Passage shown below:

It also seeks costs on an attorney and client scale, as provided for
in terms of the
mortgage bond.
[3]
The affidavit resisting summary judgment
was deposed to by Mr. David Julius Ortlepp. Mr. Ortlepp was initially
a director of the
company from 20 July 2004 until 1 January 2005,
when he transferred all his shares to the third defendant, to whom he
was married
- they were divorced on 14 March 2006. The essence and
thrust of his affidavit is this. The third defendant was appointed a
director
of the company on 28 January 2005, and since 4 February
2005, the third defendant owned the entire share capital of the
company.
On 15 March 2005 the third defendant appointed her brother
(the second defendant) as a director of the company. In this regard
the deponent contends that the second defendant took advantage of the
third defendant’s vulnerability as a divorced person
by causing
the third defendant to appoint him as director of the company and
then to sign deeds of suretyships and other documentation
in terms of
which the plaintiff advanced sums of money used by
the
second defendant for his own purposes and in terms of which the
plaintiff caused the property to be encumbered, to the detriment
of
the company and third defendant.

End of Passage shown.
Entries supplied below:

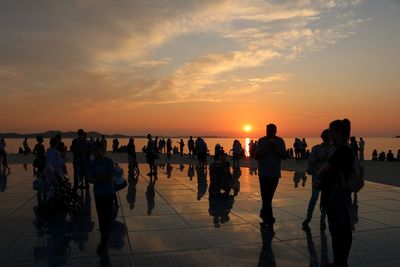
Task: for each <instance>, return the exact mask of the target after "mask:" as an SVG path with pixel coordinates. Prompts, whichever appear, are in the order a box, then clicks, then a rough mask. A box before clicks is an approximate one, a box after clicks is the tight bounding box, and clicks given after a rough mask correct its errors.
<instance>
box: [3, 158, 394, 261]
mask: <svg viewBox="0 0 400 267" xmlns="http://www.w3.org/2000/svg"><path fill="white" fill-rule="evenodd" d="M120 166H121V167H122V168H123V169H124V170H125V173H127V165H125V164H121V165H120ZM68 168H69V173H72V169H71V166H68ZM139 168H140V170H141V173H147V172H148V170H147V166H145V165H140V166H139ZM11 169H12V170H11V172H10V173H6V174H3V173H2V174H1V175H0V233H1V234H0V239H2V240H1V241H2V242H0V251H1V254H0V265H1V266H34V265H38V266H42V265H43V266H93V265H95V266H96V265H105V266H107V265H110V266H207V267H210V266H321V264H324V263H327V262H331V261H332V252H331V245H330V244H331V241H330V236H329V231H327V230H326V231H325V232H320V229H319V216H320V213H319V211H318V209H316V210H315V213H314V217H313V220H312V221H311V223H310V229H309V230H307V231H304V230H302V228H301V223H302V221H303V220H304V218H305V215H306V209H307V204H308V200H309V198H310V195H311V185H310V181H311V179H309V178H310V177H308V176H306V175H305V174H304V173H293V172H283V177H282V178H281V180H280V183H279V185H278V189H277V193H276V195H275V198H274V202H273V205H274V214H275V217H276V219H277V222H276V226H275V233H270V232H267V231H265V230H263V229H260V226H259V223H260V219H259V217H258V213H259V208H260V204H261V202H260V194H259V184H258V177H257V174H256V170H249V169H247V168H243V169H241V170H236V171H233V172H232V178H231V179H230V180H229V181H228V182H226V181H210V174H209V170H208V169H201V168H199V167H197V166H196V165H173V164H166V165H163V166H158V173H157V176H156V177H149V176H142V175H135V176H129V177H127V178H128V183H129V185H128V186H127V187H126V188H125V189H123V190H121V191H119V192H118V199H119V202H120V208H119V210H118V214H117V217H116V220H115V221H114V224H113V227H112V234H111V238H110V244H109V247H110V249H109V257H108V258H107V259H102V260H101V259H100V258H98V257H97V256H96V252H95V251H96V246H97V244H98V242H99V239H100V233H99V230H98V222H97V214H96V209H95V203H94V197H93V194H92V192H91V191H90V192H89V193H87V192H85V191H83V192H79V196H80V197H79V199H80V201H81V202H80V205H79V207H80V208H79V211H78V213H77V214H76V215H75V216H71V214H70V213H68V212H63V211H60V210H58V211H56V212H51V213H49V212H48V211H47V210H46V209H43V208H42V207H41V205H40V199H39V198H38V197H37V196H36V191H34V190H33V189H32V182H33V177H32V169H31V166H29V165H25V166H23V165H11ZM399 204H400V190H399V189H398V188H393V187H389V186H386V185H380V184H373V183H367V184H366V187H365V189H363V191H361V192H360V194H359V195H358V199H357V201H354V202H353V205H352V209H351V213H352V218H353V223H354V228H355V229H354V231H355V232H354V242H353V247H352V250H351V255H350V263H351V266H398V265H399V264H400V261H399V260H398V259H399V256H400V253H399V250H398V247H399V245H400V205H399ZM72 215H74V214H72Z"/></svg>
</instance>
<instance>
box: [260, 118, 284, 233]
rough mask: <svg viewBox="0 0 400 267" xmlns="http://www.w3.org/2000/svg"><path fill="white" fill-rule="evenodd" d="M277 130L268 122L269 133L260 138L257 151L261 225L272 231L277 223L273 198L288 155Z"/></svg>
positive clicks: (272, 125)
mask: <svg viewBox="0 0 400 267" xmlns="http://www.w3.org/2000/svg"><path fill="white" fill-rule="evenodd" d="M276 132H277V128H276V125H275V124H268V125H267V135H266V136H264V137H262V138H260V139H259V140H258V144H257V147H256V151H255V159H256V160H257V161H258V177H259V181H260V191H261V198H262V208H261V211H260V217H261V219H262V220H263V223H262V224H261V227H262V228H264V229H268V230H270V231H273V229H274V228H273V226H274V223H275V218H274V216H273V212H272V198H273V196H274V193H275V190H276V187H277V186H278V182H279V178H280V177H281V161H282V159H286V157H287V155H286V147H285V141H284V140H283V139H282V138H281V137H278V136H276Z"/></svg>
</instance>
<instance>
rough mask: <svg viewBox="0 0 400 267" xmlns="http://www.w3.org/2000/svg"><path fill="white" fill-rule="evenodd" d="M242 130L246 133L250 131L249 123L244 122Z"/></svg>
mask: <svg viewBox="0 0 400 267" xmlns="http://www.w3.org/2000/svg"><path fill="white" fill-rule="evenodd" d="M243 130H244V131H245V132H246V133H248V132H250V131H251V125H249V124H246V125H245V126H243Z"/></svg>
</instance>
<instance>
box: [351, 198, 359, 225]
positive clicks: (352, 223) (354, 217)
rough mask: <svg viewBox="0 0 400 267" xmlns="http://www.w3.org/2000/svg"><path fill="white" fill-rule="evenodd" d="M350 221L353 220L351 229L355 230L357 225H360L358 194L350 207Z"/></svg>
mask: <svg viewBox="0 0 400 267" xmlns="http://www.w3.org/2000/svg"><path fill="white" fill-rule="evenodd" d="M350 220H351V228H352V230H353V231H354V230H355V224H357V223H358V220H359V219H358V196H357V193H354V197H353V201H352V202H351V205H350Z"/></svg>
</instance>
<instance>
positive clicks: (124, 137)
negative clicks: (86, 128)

End of Entries supplied.

Your assignment
Carry on the court passage about the affidavit resisting summary judgment from the point where it ends. The data has no role here.

Task result
[4]
But for the undue influence of the
second defendant, the company and the third defendant would not have
applied for any facilities
from the plaintiff of their own volition
for use by the second defendant who defrauded the company and third
defendants. No funds
were disbursed to the company by the plaintiff
or received by the company from the plaintiff, either in terms of the
initial loan
or the further loan described in the documents attached
to the summons. The moneys were disbursed directly to the second
defendant
or an entity under his exclusive control. Upon receipt of
the funds from the plaintiff, the second defendant undertook to
service
all payment due to the plaintiff under the loan. The third
defendant had nothing to do with the second loan arranged with the
plaintiff
in Bloemfontein by second defendant during June 2006. The
second defendant had no authority to enter into such loan from the
company.
[5]
On these facts, the deponent contends
that there is no lawful cause in terms of which either of the bonds
relied upon by the plaintiff
was registered against the property of
the company.
[6]
Mr. Roux, counsel for the plaintiff,
correctly pointed out that the monies claimed by the plaintiff are
due and payable in terms
of the mortgage bond by reason of the
company’s’ failure to punctually pay the instalments as
provided for in the mortgage
bond, which, notwithstanding demand,
remain unpaid. I agree with Mr. Roux that the issues raised by Mr.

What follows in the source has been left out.